■ **REQUIRED WORK**:
If a line of the data below holds the word "pole", list it.

━━━━━━━━━━━━━━━━━━━━━━━━━━━━━━

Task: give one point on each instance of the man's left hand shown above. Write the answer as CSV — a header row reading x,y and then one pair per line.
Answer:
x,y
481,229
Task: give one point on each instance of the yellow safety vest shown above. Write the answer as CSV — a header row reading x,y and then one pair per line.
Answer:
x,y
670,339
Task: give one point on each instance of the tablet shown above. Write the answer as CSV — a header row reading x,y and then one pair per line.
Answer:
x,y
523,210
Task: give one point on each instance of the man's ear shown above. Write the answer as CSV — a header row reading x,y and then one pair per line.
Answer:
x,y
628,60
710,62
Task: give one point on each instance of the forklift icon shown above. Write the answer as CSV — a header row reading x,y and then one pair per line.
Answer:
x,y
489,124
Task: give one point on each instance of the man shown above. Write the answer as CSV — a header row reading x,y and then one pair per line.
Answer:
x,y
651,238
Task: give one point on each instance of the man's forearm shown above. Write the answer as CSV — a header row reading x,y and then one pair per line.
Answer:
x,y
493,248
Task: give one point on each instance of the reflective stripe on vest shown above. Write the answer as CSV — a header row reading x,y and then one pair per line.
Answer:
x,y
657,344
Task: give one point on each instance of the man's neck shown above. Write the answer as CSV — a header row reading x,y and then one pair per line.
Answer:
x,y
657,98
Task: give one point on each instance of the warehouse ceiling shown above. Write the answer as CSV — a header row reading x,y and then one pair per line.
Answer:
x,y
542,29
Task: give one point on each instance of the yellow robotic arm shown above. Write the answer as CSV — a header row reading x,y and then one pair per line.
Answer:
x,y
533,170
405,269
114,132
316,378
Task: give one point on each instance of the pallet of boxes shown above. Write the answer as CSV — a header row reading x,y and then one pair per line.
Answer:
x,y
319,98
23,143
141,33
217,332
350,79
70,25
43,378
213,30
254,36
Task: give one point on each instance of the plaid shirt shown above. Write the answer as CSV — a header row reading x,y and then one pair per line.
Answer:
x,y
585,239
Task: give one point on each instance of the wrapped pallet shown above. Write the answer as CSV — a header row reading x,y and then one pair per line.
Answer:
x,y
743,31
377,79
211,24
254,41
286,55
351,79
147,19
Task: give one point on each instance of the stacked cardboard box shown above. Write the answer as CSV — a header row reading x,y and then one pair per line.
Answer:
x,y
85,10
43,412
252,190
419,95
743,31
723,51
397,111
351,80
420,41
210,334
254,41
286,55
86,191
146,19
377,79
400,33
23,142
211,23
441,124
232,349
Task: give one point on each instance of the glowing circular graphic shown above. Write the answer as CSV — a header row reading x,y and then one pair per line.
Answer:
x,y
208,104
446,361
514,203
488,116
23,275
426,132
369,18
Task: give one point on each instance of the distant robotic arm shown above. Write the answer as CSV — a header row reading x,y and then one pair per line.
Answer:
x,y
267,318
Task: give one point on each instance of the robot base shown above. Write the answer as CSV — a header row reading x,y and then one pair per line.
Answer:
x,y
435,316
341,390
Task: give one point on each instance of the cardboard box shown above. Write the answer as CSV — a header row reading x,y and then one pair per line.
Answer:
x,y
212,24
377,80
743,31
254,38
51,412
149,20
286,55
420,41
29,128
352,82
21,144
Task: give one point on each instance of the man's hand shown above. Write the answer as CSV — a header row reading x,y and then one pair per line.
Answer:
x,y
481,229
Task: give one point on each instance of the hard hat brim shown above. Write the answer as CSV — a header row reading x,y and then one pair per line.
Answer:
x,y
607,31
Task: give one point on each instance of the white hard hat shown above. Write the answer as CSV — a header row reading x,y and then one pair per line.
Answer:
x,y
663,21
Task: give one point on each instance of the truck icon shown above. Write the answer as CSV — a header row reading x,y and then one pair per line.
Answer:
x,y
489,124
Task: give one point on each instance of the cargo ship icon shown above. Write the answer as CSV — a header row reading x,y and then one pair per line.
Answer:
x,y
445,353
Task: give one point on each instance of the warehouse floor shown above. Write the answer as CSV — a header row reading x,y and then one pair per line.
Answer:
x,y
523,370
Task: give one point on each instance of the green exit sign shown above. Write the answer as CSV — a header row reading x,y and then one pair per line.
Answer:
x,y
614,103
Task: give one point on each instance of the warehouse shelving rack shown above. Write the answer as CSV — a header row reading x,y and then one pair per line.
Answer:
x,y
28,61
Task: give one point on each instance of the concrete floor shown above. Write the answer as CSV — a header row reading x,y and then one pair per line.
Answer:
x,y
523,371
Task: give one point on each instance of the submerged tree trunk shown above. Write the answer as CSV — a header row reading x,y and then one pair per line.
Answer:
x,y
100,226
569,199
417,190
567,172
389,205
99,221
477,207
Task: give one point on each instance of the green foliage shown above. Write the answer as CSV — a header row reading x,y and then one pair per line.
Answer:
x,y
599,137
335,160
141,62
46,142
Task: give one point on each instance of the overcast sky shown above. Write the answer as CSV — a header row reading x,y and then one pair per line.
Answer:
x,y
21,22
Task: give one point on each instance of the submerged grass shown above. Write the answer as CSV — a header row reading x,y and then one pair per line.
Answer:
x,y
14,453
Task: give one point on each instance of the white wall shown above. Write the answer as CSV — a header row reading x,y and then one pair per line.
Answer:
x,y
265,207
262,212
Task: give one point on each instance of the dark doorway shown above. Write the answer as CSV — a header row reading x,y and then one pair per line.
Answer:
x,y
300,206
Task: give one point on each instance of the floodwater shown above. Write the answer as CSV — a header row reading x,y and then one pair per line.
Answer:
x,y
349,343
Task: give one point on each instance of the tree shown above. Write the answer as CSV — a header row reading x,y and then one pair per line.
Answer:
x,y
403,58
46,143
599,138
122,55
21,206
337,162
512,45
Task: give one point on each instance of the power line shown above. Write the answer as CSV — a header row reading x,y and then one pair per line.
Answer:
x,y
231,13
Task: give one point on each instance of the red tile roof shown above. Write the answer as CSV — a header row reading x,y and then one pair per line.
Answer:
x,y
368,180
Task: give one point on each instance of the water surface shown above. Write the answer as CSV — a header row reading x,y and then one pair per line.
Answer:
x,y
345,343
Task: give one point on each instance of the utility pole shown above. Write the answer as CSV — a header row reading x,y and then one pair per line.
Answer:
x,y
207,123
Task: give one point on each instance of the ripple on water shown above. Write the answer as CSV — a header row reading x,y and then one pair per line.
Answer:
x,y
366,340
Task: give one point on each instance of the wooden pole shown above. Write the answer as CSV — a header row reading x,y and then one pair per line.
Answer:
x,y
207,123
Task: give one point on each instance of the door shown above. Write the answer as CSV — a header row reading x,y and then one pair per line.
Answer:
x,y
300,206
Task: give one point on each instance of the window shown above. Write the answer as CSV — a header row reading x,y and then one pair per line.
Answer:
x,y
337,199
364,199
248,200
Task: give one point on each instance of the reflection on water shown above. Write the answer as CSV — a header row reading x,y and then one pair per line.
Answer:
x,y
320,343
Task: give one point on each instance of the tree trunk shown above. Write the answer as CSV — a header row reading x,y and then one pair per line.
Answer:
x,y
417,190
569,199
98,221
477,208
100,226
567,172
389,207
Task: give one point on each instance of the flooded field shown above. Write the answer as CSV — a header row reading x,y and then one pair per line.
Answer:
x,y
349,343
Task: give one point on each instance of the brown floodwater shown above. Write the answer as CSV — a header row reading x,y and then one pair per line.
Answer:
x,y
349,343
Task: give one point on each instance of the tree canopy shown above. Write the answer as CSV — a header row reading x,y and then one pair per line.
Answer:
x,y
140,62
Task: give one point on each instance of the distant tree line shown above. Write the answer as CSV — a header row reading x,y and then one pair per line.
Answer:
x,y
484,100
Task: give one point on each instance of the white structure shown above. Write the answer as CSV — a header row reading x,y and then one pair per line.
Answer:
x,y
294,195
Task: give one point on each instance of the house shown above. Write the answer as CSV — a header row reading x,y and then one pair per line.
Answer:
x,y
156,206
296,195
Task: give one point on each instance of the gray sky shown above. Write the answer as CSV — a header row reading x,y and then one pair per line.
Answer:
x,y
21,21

━━━━━━━━━━━━━━━━━━━━━━━━━━━━━━

■ **WRITTEN ANSWER**:
Task: give one point on each instance of the utility pole shown above. Write the answer as CSV — a header row reading x,y and then one pair per line.
Task: give one point on each instance of the wooden pole shown above. Write the answer as CSV — a header row reading x,y and then one pair per line.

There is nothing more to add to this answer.